**Work task**
Return, from the data that follows, each line that holds the word "building".

** Stored data follows **

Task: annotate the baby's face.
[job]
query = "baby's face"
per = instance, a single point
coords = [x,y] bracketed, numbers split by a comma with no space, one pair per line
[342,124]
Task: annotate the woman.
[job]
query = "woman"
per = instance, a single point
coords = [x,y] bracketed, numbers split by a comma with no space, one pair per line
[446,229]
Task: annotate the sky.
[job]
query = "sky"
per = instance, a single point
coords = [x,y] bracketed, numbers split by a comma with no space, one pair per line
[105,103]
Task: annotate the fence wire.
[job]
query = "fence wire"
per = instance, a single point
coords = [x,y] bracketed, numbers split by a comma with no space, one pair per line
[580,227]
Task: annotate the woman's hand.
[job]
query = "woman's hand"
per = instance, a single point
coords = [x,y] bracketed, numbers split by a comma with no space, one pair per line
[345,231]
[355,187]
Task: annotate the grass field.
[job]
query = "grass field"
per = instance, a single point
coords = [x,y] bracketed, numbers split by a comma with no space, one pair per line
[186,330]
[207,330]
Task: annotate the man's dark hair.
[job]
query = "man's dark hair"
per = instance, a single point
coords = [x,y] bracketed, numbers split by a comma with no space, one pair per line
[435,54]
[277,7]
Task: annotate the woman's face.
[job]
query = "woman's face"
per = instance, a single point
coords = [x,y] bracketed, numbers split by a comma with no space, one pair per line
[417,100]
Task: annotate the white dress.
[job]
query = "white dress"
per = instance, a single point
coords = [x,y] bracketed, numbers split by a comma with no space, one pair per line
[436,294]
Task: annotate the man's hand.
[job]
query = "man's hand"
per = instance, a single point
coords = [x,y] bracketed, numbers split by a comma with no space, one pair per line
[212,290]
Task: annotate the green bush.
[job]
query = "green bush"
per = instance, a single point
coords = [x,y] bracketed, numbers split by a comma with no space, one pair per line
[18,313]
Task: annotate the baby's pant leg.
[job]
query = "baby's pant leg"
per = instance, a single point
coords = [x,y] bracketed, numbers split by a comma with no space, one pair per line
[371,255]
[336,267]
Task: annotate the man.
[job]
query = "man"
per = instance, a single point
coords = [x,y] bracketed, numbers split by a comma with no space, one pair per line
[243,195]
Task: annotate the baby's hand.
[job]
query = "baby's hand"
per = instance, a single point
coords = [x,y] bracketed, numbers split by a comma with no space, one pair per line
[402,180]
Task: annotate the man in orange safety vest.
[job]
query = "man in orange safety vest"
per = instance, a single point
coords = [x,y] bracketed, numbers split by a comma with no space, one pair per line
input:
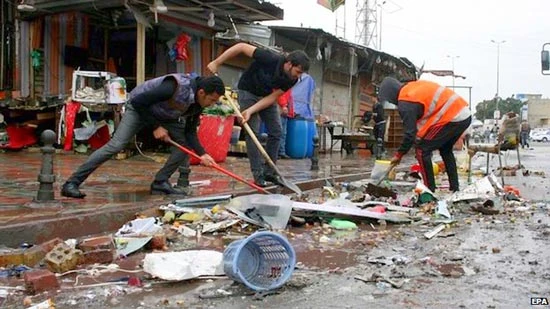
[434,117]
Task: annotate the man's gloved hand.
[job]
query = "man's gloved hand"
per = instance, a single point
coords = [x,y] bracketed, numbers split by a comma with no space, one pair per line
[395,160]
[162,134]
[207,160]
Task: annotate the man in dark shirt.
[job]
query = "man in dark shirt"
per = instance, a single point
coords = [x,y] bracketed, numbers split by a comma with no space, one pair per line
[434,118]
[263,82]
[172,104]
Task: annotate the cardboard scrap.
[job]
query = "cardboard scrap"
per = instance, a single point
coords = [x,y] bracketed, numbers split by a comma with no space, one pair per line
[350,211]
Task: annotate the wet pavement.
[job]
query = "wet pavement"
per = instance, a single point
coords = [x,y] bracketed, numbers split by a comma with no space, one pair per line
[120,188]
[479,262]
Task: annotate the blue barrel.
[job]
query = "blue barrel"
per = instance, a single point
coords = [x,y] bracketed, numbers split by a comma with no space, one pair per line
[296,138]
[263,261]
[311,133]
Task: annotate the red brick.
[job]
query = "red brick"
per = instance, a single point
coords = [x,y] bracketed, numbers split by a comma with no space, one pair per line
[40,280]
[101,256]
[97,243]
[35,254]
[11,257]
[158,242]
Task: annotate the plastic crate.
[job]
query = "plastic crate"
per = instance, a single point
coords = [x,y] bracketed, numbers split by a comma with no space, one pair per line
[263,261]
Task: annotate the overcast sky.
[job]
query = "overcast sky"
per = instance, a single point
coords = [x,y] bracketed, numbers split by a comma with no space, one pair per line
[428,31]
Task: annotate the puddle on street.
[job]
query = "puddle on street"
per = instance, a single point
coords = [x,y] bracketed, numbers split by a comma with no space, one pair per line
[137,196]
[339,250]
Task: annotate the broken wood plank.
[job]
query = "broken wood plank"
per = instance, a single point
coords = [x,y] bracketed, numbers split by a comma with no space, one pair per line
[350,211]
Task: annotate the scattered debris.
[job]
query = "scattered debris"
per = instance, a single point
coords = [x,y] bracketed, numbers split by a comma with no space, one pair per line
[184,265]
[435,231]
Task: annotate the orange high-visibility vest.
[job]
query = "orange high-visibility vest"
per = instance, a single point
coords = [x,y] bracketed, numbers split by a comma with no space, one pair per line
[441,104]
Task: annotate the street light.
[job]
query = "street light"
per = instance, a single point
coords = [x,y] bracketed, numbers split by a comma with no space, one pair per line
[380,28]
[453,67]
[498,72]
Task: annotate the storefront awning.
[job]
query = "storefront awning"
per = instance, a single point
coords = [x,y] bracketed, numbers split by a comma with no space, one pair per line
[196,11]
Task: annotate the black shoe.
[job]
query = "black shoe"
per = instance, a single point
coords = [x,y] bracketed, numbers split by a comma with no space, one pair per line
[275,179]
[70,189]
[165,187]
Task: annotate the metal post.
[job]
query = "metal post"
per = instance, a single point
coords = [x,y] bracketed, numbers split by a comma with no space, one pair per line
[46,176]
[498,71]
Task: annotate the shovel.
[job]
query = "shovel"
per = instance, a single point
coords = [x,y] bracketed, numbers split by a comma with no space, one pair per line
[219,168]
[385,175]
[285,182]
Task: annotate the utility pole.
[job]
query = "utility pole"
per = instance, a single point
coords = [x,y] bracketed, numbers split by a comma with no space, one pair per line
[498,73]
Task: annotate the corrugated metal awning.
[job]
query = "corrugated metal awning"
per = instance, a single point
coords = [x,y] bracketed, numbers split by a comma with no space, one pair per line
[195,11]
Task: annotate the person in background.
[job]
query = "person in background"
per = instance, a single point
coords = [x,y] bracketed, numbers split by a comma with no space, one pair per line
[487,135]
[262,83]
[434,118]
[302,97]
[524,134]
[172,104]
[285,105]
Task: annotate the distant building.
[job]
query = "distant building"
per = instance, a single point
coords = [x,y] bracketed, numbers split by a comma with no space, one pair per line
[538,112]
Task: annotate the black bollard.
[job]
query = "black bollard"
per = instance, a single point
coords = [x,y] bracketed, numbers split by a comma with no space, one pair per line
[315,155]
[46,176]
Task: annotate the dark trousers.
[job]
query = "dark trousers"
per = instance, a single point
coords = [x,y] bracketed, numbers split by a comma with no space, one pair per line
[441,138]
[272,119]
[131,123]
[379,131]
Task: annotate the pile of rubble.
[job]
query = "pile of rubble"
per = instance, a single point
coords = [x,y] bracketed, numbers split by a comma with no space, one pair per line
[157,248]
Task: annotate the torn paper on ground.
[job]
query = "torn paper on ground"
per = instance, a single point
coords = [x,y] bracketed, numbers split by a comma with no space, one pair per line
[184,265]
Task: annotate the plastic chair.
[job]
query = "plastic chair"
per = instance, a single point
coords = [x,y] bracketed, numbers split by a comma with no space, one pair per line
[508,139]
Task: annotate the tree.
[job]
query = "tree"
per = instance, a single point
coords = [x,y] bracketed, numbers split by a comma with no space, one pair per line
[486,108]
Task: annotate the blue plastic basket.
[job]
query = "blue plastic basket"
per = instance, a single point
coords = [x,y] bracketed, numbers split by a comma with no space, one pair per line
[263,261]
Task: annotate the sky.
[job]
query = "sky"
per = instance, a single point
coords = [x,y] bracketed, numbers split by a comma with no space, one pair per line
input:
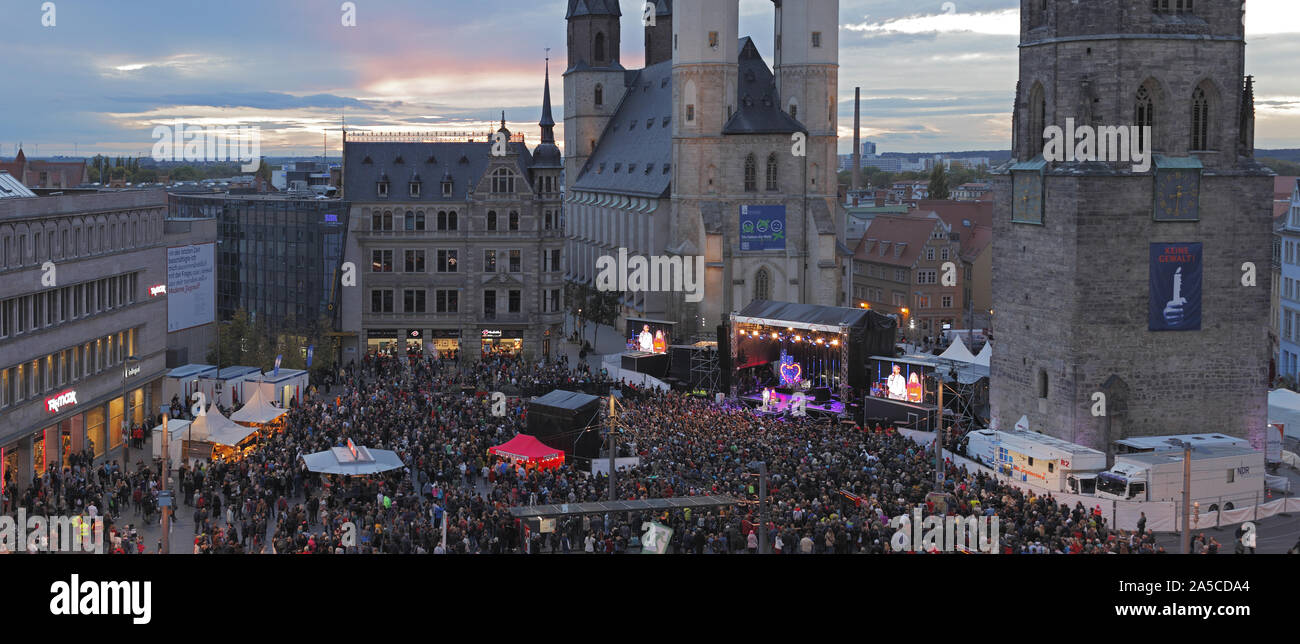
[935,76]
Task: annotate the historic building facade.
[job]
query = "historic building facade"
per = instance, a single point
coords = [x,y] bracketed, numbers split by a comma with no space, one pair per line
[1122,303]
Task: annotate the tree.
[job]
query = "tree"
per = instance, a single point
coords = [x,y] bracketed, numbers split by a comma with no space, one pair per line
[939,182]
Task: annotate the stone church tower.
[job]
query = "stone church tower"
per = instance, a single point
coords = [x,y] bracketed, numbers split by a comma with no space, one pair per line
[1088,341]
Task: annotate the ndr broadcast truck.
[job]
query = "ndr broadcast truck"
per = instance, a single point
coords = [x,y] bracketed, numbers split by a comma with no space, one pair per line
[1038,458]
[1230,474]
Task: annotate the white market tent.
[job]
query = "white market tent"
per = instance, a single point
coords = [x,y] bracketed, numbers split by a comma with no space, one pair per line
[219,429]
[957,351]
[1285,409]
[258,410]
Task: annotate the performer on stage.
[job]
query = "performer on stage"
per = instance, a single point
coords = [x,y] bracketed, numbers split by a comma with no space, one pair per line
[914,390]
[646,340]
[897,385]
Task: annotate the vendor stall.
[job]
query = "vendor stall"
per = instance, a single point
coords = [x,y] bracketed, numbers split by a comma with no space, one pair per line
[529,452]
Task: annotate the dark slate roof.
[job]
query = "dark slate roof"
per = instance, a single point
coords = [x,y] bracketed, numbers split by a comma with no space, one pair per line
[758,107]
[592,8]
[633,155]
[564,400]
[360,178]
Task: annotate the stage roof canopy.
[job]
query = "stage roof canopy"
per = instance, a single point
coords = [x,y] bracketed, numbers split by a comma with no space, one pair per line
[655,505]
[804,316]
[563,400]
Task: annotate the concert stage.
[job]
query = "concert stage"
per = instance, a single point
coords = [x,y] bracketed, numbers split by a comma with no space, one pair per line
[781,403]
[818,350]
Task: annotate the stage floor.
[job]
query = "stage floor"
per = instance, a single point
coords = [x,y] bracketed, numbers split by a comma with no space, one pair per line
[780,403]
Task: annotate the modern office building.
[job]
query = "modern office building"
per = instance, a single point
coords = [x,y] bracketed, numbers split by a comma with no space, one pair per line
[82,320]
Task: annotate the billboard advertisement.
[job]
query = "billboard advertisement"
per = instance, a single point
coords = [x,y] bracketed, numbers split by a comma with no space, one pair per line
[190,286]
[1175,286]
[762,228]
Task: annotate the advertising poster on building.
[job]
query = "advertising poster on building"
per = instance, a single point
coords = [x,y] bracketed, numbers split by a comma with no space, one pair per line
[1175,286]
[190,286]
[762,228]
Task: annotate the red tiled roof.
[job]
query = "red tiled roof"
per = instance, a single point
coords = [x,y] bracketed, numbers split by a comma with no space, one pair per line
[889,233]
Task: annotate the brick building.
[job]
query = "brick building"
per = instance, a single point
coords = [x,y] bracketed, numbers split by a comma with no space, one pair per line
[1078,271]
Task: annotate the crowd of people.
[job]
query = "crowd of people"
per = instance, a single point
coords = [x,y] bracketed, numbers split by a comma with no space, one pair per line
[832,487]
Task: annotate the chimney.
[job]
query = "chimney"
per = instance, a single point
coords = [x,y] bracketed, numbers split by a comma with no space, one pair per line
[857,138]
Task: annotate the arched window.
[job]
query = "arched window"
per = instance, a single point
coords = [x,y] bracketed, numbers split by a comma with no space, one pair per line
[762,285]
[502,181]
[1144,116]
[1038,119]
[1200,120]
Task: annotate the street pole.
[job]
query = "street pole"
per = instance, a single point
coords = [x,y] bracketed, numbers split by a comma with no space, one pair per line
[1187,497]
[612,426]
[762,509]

** End of Stored data **

**Exercise response**
Task: annotate the distant building.
query = "distant building"
Task: annotate the historic building facade.
query = "historic building facade"
Task: annotate the modern office building.
query = "modern office building"
Task: annotate the advertising poster on building.
query = "advertising poster on building"
Task: annotate the brick building.
query = "brick building"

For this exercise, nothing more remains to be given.